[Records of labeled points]
····················

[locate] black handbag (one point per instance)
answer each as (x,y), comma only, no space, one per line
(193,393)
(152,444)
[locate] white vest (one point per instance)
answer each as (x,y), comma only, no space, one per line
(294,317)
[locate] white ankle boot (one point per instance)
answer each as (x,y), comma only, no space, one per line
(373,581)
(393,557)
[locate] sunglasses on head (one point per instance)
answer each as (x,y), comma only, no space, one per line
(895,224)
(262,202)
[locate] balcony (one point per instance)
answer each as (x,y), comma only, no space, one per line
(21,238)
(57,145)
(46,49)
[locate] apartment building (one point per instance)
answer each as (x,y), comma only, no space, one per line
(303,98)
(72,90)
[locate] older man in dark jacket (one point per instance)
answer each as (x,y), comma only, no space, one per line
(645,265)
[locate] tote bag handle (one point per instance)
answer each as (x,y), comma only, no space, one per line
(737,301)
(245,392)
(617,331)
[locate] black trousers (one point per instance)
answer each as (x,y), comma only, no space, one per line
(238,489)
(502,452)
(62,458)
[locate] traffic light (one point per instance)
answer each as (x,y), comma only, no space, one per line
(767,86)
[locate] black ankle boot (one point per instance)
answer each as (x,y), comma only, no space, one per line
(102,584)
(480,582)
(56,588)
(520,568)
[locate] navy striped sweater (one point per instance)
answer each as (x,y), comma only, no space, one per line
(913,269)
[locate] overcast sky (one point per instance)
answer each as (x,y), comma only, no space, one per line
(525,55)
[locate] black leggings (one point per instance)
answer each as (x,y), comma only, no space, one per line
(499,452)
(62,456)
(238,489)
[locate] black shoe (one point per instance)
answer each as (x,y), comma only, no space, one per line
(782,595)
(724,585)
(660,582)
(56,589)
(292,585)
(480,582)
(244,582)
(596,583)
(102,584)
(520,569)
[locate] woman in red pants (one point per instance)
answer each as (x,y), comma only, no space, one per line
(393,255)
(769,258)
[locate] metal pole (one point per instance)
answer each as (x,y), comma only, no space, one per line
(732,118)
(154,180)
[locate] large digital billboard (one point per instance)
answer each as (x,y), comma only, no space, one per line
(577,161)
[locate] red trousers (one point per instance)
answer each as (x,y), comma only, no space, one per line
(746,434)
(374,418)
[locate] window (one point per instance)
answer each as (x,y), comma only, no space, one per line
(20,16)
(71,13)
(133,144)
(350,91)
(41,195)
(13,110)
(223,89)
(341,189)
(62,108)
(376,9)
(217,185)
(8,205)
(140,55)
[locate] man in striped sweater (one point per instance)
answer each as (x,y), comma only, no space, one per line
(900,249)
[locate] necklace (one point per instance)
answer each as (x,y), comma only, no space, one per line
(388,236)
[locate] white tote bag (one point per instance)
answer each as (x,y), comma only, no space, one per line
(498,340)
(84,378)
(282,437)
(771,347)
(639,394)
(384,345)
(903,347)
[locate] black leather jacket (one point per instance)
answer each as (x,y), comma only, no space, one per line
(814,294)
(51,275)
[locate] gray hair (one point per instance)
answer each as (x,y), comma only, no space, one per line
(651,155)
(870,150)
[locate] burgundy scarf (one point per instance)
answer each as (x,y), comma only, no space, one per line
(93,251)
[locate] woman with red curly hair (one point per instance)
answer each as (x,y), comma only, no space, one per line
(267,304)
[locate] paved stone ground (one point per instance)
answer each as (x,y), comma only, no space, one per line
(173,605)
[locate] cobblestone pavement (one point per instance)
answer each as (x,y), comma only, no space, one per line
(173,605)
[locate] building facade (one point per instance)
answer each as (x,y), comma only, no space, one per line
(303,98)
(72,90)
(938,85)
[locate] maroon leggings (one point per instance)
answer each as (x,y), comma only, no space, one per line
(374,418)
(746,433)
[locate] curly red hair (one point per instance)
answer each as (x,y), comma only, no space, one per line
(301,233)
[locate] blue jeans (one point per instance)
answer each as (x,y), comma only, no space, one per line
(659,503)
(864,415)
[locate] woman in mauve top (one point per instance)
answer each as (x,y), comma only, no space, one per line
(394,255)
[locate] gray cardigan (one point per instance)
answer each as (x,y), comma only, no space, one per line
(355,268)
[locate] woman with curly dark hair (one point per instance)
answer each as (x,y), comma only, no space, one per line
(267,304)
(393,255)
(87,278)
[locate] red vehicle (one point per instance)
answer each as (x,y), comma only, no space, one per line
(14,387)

····················

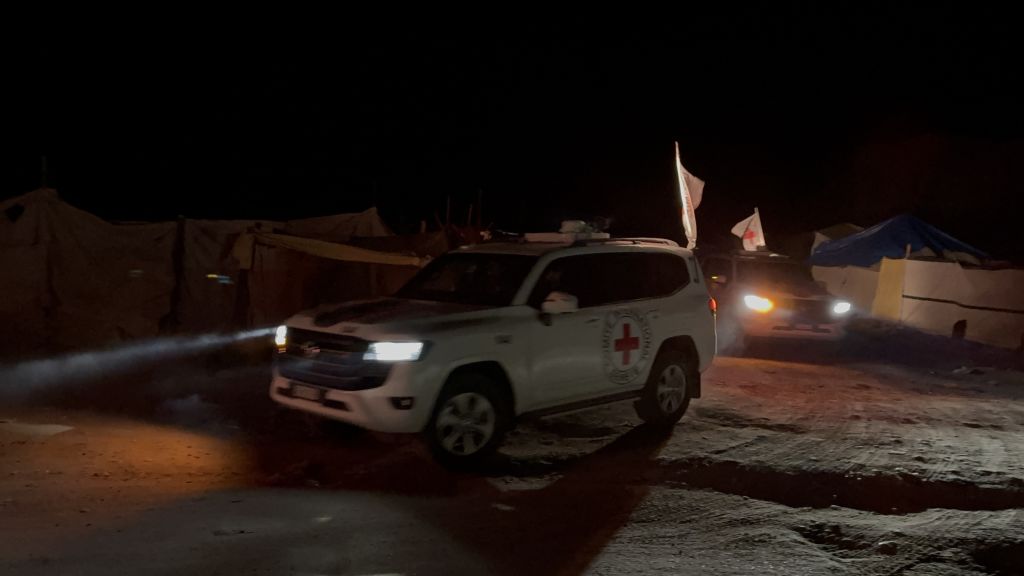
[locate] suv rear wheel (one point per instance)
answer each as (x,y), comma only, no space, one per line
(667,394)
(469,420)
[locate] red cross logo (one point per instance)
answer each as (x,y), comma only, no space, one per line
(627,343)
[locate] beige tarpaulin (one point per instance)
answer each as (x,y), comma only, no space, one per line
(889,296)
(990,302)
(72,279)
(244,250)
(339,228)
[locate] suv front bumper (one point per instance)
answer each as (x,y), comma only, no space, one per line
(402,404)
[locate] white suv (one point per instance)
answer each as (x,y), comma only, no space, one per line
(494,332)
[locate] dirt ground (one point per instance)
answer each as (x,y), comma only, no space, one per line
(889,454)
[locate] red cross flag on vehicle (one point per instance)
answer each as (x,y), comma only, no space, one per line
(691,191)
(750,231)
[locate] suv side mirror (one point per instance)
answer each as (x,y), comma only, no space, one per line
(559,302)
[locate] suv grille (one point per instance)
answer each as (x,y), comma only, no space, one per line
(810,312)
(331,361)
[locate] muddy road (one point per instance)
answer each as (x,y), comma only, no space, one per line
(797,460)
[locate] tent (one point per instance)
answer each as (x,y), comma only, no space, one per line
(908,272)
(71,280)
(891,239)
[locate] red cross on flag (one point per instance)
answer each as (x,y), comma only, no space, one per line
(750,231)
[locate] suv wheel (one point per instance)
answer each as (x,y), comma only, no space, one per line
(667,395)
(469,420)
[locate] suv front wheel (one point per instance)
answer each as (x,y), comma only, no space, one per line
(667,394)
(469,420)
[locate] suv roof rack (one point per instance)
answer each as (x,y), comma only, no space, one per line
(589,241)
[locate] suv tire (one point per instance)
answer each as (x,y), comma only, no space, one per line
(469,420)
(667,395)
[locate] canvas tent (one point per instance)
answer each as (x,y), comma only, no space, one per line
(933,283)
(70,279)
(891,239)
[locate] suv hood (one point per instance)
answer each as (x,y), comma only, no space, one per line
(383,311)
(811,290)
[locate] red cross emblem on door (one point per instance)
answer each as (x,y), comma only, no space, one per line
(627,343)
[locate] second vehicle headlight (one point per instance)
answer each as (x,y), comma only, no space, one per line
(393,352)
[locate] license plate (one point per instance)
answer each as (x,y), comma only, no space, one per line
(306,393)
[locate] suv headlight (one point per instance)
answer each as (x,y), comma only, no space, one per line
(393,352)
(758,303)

····················

■ **Goal**
Collect every line of the items above that contains the word "ground", matching case exactly.

■ **Right answer**
[locate] paved stone ground (one point per instance)
[locate] dirt ground (one point per instance)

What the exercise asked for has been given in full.